▸ ACTIVITY: Go through the entries below and write each one out exactly.

▸ MATERIAL FOR THIS EXERCISE:
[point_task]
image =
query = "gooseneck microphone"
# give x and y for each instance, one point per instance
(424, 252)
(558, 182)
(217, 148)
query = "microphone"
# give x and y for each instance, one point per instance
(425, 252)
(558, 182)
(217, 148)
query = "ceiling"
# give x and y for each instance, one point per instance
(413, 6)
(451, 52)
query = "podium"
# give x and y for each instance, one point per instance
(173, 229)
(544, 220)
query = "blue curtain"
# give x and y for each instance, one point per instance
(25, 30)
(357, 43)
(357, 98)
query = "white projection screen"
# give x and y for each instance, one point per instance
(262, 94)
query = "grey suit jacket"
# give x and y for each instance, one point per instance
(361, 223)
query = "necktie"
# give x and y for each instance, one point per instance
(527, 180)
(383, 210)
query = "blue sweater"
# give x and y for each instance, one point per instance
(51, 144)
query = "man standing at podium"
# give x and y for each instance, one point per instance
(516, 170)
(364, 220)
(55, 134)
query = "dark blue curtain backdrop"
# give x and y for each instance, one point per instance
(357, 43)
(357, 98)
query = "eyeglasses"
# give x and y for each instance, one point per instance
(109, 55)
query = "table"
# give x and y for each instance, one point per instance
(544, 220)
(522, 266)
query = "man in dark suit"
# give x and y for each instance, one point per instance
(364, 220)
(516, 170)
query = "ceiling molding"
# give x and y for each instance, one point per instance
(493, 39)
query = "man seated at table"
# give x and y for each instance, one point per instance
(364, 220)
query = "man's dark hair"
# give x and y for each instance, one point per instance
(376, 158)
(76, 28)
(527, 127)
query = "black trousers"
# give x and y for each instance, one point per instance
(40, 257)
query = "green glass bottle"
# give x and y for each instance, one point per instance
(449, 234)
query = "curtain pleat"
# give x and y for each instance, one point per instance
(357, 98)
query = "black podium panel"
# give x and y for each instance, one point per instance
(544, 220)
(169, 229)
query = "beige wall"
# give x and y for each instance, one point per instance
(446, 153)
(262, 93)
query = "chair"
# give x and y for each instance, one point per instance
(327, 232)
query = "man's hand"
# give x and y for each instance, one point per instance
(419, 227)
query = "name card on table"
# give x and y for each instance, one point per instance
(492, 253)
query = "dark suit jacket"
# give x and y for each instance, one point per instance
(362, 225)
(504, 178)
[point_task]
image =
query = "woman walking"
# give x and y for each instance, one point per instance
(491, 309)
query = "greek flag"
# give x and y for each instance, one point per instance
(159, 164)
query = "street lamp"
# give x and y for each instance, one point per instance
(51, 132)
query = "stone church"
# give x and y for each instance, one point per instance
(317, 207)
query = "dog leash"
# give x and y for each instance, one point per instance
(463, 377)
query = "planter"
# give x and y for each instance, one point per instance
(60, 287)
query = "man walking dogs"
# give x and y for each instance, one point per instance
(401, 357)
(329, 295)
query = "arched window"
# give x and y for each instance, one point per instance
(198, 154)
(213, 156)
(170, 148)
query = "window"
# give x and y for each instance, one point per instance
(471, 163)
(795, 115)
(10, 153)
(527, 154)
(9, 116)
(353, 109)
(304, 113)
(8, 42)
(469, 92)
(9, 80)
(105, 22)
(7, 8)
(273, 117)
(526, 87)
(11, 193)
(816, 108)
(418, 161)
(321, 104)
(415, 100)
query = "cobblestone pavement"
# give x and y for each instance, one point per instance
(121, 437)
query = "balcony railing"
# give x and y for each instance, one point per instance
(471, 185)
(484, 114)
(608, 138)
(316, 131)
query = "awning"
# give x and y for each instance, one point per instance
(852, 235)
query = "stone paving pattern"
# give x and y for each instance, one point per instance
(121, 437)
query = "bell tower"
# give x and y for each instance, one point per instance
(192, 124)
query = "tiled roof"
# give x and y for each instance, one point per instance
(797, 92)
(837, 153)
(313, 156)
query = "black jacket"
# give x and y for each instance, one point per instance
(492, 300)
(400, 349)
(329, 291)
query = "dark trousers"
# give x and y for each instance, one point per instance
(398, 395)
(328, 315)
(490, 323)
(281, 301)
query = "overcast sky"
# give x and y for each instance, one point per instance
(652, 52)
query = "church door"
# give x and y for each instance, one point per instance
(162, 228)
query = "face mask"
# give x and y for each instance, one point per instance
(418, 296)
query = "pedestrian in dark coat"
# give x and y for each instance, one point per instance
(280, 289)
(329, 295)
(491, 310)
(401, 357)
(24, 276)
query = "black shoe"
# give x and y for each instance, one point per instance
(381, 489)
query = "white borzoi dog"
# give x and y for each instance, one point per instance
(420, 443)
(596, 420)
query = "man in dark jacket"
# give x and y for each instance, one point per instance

▸ WRITTEN ANSWER:
[point_task]
image =
query = "gooseneck microphone"
# give x and y for each instance, one point per instance
(424, 252)
(558, 182)
(217, 148)
query = "microphone"
# give x and y for each instance, one point per instance
(425, 252)
(558, 182)
(217, 148)
query = "ceiling"
# give x and y for each instance, one point per instance
(413, 6)
(451, 52)
query = "podium"
# give x and y for each instance, one point per instance
(173, 229)
(544, 220)
query = "blue curtain"
# give x and y for each instance, one point per instance
(25, 30)
(357, 43)
(357, 98)
query = "white projection screen"
# give x and y for each instance, one point per instance
(262, 94)
query = "grey suit jacket"
# give x and y for each instance, one point per instance
(361, 223)
query = "necktie"
# give x and y for each instance, one point per instance
(527, 180)
(383, 210)
query = "blue sweater"
# give x and y for each instance, one point per instance
(51, 144)
query = "man standing at podium"
# give x and y for each instance, one point per instance
(516, 170)
(364, 220)
(55, 134)
query = "dark blue curtain backdrop"
# give x and y for each instance, one point per instance
(357, 43)
(357, 98)
query = "eyeglasses"
# give x and y for each instance, one point per instance
(109, 55)
query = "table"
# give x and y for each instance, one point per instance
(544, 220)
(522, 266)
query = "man in dark suit"
# give x and y for each instance, one point per instance
(364, 220)
(516, 170)
query = "ceiling molding"
# give x and y for each instance, one point per instance
(493, 39)
query = "man seated at table"
# give x and y for each instance, one point per instance
(364, 220)
query = "man's dark hair"
# give x and y for each instance, one point per instance
(376, 158)
(76, 28)
(527, 127)
query = "black trousers"
# give x and y for each instance, one point per instance
(40, 257)
query = "green glass bottle"
# give x and y for each instance, one point per instance
(449, 234)
query = "curtain pleat"
# give x and y for each instance, one point per instance
(357, 98)
query = "black podium panel"
# give x and y for each instance, one point per instance
(544, 220)
(169, 229)
query = "beige wall"
# give x and y for each instance, one point per instance
(446, 153)
(262, 93)
query = "chair"
# give x and y for each instance, one point per instance
(327, 232)
query = "man's hand"
# give x and y for each instance, one point per instance
(419, 227)
query = "name card on table"
# give x and y for each instance, one point per instance
(492, 253)
query = "dark suit jacket"
# give x and y for each instance, one point per instance
(362, 225)
(504, 178)
[point_task]
image =
query = "woman walking"
# give x and y for each instance, one point per instance
(491, 309)
query = "greek flag"
# give x and y for each instance, one point per instance
(159, 164)
query = "street lamp"
# give x and y for each instance, one point per instance
(51, 132)
query = "stone church"
# give x and y for each instance, one point per instance
(317, 207)
query = "dog leash"
# give x and y for each instance, one point per instance
(463, 377)
query = "planter"
# give x and y for each instance, one point per instance
(60, 287)
query = "man walking dogs"
# give x and y for each instance, one point per instance
(401, 357)
(329, 295)
query = "arched window"
# give x and y for each instance, one point per instance
(198, 154)
(213, 156)
(170, 148)
query = "window"
# give x and y for each instance, one point per instance
(471, 163)
(795, 115)
(10, 153)
(527, 154)
(9, 116)
(353, 109)
(304, 113)
(8, 42)
(469, 92)
(9, 80)
(105, 22)
(7, 8)
(273, 117)
(526, 87)
(11, 193)
(816, 108)
(418, 161)
(321, 104)
(415, 100)
query = "cobblestone pavement"
# give x and y for each instance, one point per instance
(121, 437)
query = "balcony railing"
# give x and y for each instance, one point per instance
(471, 185)
(484, 114)
(608, 138)
(316, 131)
query = "awning"
# give x and y for each instance, one point per instance
(852, 235)
query = "stone paving pattern"
# give x and y for each instance, one point per instance
(121, 437)
query = "bell tower"
# give x and y for each instance, one point per instance
(192, 124)
query = "tiled roof"
# give x and y for each instance, one point per instance
(797, 92)
(837, 153)
(313, 156)
query = "black jacket"
# give x and y for each instance, one point per instance
(492, 300)
(400, 349)
(329, 291)
query = "dark trousers"
# give x and y for each instance, one point per instance
(398, 395)
(328, 315)
(490, 323)
(281, 301)
query = "overcast sky"
# give x and y for each instance, one point per instance
(652, 52)
query = "church door"
# give x and y for each instance, one point per instance
(162, 228)
query = "face mask"
# give x and y for each instance, one point per instance
(418, 296)
query = "pedestrian in dark coat"
# give x and y for each instance, one point per instance
(280, 289)
(329, 295)
(491, 310)
(401, 357)
(24, 276)
query = "black shoe"
# give x and y for each instance, one point per instance
(381, 489)
query = "white borzoi dog"
# give x and y for each instance, one point per instance
(420, 443)
(596, 420)
query = "man in dark jacket"
# give x and y for each instance, one point per instance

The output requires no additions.